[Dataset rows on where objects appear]

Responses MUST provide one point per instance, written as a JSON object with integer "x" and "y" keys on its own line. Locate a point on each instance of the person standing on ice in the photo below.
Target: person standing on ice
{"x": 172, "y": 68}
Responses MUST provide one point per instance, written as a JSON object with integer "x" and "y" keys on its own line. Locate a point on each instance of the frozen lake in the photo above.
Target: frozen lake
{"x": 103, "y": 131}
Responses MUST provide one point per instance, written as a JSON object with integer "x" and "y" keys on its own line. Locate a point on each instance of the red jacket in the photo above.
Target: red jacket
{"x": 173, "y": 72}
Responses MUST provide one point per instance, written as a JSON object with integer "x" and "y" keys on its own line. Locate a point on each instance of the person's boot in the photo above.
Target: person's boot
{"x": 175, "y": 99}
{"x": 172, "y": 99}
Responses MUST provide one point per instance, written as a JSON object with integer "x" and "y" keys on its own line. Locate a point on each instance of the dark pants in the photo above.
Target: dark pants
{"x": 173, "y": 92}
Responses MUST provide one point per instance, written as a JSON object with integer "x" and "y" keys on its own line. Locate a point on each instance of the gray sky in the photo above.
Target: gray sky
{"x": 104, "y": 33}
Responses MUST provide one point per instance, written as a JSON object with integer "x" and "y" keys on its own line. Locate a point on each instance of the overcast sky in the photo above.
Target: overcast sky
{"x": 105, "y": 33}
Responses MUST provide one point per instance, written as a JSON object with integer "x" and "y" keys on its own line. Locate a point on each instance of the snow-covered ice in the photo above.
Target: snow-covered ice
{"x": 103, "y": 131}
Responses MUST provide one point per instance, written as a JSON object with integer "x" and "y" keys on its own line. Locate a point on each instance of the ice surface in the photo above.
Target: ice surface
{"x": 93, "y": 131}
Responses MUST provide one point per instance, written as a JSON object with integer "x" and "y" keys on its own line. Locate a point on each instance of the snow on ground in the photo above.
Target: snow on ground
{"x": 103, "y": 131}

◆ **WHAT YOU HAVE TO DO**
Every line from the one containing "pants in the photo above." through the end of the data must be repeated exactly, and no other line.

◆ **FINAL ANSWER**
Responses MUST provide one point per instance, written as a JSON object with integer "x" and "y" keys on its own line. Locate a point on each instance of the dark pants in the photo above.
Target: dark pants
{"x": 173, "y": 92}
Responses MUST provide one point per instance, written as a JSON object with integer "x" and "y" keys on its own line. Locate a point on each instance of the gray sky in the photo above.
Target: gray sky
{"x": 104, "y": 33}
Responses MUST provide one point per instance, written as a JSON object with integer "x" and "y" keys on its own line. Locate a point on each instance of the overcast sky in the photo above.
Target: overcast sky
{"x": 105, "y": 33}
Responses MUST provide one point per instance, written as a JSON object with integer "x" and "y" keys on its own line. Locate a point on each instance of the snow-covered ice in the photo above.
Target: snow-covered ice
{"x": 103, "y": 131}
Responses MUST provide one point per instance, written as a JSON object with integer "x" and "y" keys on its own line. Locate a point on each instance of the ice surface in the photo above.
Target: ice surface
{"x": 93, "y": 131}
Responses MUST provide one point per instance, written as a JSON object with integer "x" and "y" keys on its own line. Locate a point on each instance of the snow on ground in the photo above.
Target: snow on ground
{"x": 103, "y": 131}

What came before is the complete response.